» Task directions:
Using the records below, repeat exactly the lines from the one holding "locate horse's muzzle, a point per instance." through the one holding "locate saddle pad logo, a point per instance.", both ends included, and no others.

───── Data extract ─────

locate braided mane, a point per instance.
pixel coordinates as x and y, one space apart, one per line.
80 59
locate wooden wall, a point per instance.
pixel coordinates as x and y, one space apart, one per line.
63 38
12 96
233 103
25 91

─────
───── Data extract ─────

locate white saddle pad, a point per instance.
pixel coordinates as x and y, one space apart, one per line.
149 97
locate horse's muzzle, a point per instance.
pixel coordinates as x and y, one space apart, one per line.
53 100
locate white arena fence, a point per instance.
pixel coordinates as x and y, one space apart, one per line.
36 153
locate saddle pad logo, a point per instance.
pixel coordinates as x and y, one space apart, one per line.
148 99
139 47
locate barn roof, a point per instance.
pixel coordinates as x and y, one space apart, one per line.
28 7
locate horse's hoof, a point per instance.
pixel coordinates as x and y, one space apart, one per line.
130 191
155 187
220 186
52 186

─────

» Solution:
locate horse's muzzle, a point per instance.
pixel coordinates as x and y, one space apart, one per line.
53 100
locate white arena fence, a point per instance.
pixel coordinates as x and y, one space apart, one per line.
36 153
locate saddle pad logo, a point per instance.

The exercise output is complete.